● **TASK TO COMPLETE**
Copy, from the material below, each line where "green" shows up.

● **ENTRIES PROVIDED**
+ + +

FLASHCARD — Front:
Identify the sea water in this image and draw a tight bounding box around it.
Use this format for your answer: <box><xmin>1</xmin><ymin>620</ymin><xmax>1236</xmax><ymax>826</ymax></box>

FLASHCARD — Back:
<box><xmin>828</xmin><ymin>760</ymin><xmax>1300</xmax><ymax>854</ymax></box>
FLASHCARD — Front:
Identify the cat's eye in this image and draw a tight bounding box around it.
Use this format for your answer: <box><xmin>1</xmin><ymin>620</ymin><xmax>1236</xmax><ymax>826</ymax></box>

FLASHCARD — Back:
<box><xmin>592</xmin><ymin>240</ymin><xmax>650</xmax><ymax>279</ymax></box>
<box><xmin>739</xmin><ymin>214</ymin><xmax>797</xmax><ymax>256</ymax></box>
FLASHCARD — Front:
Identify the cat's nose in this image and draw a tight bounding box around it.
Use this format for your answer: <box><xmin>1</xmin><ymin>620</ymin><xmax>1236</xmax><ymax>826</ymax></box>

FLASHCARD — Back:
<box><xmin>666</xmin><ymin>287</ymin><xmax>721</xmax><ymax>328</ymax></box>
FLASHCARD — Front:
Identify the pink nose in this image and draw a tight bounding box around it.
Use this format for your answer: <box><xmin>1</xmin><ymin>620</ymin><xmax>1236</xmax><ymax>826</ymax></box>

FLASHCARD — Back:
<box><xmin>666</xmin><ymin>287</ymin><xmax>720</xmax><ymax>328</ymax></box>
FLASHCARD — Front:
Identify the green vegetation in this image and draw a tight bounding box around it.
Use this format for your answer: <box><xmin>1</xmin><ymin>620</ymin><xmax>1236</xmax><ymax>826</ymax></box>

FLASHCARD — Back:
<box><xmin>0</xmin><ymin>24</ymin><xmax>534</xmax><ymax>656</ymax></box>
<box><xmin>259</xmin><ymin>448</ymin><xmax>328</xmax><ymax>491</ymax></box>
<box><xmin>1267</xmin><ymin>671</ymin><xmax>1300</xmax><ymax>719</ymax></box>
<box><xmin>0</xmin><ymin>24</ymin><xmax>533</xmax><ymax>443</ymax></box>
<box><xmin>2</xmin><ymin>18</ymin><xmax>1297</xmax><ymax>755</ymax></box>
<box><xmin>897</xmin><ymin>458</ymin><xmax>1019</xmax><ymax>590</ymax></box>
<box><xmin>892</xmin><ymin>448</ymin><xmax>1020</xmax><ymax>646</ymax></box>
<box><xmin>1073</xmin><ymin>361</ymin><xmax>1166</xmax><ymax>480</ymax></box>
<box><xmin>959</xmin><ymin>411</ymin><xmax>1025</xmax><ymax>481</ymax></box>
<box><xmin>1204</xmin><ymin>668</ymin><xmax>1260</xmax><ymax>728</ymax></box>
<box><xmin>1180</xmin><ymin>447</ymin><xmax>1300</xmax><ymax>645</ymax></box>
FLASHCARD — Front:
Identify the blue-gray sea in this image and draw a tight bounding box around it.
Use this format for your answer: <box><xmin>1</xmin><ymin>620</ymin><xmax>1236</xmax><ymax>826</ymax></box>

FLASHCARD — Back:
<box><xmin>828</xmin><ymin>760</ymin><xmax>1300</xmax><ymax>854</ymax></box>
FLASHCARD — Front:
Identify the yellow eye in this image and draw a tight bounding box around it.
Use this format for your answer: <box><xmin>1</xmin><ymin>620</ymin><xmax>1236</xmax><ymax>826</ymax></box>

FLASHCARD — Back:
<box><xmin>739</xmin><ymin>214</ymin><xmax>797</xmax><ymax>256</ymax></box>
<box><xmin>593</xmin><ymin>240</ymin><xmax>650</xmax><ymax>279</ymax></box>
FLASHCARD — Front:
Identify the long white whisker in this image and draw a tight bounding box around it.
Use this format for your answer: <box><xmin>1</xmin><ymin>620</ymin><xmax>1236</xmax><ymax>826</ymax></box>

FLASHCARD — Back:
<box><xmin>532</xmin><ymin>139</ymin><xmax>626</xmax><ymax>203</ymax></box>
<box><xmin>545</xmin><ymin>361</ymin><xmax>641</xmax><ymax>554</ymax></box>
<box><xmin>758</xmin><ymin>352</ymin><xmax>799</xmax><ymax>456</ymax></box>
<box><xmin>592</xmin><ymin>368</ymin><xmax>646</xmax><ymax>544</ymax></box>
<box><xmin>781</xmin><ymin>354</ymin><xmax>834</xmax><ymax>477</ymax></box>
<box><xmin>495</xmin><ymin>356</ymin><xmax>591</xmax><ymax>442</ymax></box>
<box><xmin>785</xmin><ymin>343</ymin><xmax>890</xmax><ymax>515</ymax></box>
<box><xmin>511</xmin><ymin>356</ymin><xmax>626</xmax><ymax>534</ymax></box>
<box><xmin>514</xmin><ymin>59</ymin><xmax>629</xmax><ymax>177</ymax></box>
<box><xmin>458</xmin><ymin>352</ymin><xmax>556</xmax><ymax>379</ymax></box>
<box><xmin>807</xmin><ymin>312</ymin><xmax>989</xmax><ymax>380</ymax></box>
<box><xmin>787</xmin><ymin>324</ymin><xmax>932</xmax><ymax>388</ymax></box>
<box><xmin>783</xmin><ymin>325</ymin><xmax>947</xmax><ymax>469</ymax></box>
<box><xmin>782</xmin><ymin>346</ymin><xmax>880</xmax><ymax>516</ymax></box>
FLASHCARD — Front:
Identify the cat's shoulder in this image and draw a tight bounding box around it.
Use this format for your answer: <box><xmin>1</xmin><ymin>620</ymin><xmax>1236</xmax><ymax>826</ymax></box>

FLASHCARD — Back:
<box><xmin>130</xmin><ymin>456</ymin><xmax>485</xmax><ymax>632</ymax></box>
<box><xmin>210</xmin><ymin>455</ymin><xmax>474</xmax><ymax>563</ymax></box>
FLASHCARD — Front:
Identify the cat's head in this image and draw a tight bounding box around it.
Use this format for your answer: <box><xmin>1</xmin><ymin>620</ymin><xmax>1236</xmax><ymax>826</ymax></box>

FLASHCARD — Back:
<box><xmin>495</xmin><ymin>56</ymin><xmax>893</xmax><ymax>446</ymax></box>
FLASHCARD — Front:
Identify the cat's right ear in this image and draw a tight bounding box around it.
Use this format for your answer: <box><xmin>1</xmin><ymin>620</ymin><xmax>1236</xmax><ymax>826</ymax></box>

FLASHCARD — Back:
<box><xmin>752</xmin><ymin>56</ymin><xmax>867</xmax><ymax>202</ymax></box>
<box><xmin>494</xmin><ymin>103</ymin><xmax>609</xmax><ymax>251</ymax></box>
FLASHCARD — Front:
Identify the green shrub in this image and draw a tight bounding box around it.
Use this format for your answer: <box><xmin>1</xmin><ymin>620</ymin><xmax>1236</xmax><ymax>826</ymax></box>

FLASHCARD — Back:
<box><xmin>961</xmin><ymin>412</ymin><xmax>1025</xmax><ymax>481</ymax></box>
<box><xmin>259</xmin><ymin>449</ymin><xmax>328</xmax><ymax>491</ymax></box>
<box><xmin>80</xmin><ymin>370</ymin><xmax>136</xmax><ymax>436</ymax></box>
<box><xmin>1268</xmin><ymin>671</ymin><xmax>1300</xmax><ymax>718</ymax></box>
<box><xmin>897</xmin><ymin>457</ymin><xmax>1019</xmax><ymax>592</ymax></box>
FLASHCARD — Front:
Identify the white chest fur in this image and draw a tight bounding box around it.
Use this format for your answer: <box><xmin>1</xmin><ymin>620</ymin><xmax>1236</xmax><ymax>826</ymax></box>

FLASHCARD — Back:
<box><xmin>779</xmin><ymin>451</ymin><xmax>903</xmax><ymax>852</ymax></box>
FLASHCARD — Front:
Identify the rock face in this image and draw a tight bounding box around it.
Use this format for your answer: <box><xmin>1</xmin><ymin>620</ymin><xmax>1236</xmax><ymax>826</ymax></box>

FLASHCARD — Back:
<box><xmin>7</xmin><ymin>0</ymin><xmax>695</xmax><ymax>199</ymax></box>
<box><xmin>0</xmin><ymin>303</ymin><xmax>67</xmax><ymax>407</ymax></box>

+ + +

● **OUTPUT OF THE TASK**
Identify the green vegetation in this image and draw a tight bounding box around it.
Identify the green shrub in this image and draw a tight bounding box around it.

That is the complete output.